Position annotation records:

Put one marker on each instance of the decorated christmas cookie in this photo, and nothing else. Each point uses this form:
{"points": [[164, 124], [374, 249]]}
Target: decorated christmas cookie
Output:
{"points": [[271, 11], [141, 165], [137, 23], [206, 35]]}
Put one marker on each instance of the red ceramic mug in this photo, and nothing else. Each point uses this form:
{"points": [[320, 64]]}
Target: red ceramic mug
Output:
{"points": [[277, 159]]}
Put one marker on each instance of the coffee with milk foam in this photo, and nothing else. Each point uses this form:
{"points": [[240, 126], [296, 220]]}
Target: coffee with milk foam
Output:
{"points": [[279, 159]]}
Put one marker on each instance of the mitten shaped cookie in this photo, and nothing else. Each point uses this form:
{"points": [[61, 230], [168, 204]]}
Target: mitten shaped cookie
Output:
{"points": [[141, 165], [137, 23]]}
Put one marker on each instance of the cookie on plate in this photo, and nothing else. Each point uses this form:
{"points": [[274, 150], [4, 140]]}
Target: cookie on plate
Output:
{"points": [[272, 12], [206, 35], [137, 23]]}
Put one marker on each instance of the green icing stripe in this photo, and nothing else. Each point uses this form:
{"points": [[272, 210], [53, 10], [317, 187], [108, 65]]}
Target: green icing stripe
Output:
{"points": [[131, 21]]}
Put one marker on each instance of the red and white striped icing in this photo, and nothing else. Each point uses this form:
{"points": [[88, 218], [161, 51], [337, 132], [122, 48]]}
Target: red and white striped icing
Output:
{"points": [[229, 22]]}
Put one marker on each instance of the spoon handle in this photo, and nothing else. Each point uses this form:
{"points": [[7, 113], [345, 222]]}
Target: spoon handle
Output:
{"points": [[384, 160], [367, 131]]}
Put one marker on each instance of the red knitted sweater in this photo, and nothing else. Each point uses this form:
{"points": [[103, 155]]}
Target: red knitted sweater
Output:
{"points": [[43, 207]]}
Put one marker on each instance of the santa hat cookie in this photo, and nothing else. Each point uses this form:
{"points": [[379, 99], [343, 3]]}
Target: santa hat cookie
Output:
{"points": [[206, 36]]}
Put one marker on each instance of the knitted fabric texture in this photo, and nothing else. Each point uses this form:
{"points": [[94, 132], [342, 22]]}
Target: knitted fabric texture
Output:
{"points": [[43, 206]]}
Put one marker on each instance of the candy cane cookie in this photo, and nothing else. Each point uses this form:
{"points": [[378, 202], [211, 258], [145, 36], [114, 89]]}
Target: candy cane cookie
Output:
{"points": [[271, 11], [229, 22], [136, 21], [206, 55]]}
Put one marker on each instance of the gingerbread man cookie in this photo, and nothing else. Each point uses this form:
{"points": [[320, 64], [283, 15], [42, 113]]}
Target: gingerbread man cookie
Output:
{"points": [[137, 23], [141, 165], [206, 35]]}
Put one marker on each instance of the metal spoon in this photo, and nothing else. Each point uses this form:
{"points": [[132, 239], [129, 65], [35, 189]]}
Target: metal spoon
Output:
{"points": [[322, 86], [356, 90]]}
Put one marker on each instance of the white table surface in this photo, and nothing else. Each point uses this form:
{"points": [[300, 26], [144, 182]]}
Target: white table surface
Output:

_Aim:_
Nothing but the lines from the one with "Put one marker on each instance of the gingerbread" through the last line should be repeated, each exactly as it stands.

_Final result:_
Put one marker on each instance of the gingerbread man cookie in this photo, and nothing else. Each point uses this form:
{"points": [[320, 64], [283, 15], [42, 113]]}
Target: gingerbread man cookie
Output:
{"points": [[137, 23], [141, 165], [206, 35]]}
Put one marker on each instance of the metal spoon in this photo, and nothing else. Each point uses this form:
{"points": [[132, 239], [129, 65], [35, 189]]}
Target: metal spoon
Output:
{"points": [[322, 86], [356, 90]]}
Put one marker on each instance of the white table surface in this photo, and nothing else. Each point uses this form:
{"points": [[300, 26], [144, 182]]}
Target: white table surface
Output:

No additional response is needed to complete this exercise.